[Start TEXT PROVIDED]
Buying a laboratory information management system (LIMS) is a major undertaking, and it is critical that the system selected fulfils not only all of the laboratory’s current requirements but also allows for future development. Surprisingly perhaps, there are very few LIMS available today that are flexible enough to be good in five years, in ten years, and so on. This article provides an overview of the selection and implementation process. It should be remembered that software offers a flexibility found in few other products, so it is essential that customers ensure that the software in its delivered form can really meet the required specifications. It is no good if you find that the software is capable of doing something that you want but only at extra cost! Similarly, many people just assume that the software has a particular feature or function when comparing software specifications from different vendors. In addition, it should be realized that the responsibilities for a successful LIMS project do not lie solely with the supplier—the customer also has significant responsibilities as well!
Where to start?
Given that a detailed, thorough, and disciplined approach is required in the purchase of a LIMS, it makes sense for the customer to appoint an internal “LIMS champion” for the project who documents all actions and activities. It is good practice to have a backup person in place who is kept up to date on the project and can step in should the champion be unavailable because of illness or even leaving the organization. The first activity is to identify the benefits that a LIMS would bring to the organization. These should not be restricted to improvements in laboratory-based functions, as a LIMS is potentially a business management tool if the correct one is purchased. This list of benefits can be converted to a requirements document that specifies the features and functions needed. Inputs from laboratory staff and others likely to benefit from the implementation of a LIMS should also be encouraged. Benefits that are quantifiable are those that will most help the case for investment in a system.
Below are just a few examples of benefits that should be considered. A much more detailed example list is available elsewhere.1
• It reduces/eliminates the need for paper and laboratory notebooks.
• It speeds up the retrieval of information.
[End TEXT PROVIDED]
[Start MATERIAL]
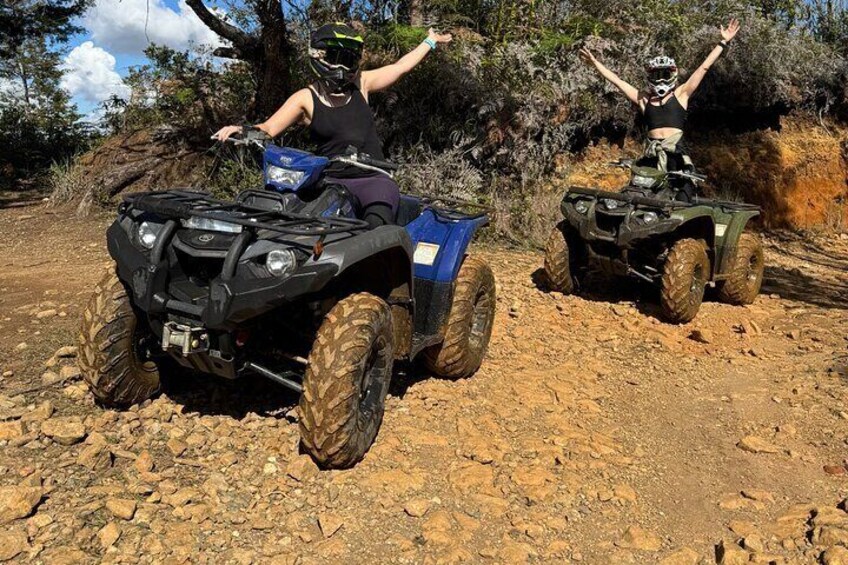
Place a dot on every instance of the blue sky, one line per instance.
(116, 34)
[End MATERIAL]
Quote the full text on buying a laboratory information management system, word for word from its first sentence to its last.

Buying a laboratory information management system (LIMS) is a major undertaking, and it is critical that the system selected fulfils not only all of the laboratory’s current requirements but also allows for future development. Surprisingly perhaps, there are very few LIMS available today that are flexible enough to be good in five years, in ten years, and so on. This article provides an overview of the selection and implementation process. It should be remembered that software offers a flexibility found in few other products, so it is essential that customers ensure that the software in its delivered form can really meet the required specifications. It is no good if you find that the software is capable of doing something that you want but only at extra cost! Similarly, many people just assume that the software has a particular feature or function when comparing software specifications from different vendors. In addition, it should be realized that the responsibilities for a successful LIMS project do not lie solely with the supplier—the customer also has significant responsibilities as well!
Where to start?
Given that a detailed, thorough, and disciplined approach is required in the purchase of a LIMS, it makes sense for the customer to appoint an internal “LIMS champion” for the project who documents all actions and activities. It is good practice to have a backup person in place who is kept up to date on the project and can step in should the champion be unavailable because of illness or even leaving the organization. The first activity is to identify the benefits that a LIMS would bring to the organization. These should not be restricted to improvements in laboratory-based functions, as a LIMS is potentially a business management tool if the correct one is purchased. This list of benefits can be converted to a requirements document that specifies the features and functions needed. Inputs from laboratory staff and others likely to benefit from the implementation of a LIMS should also be encouraged. Benefits that are quantifiable are those that will most help the case for investment in a system.
Below are just a few examples of benefits that should be considered. A much more detailed example list is available elsewhere.1
• It reduces/eliminates the need for paper and laboratory notebooks.
• It speeds up the retrieval of information.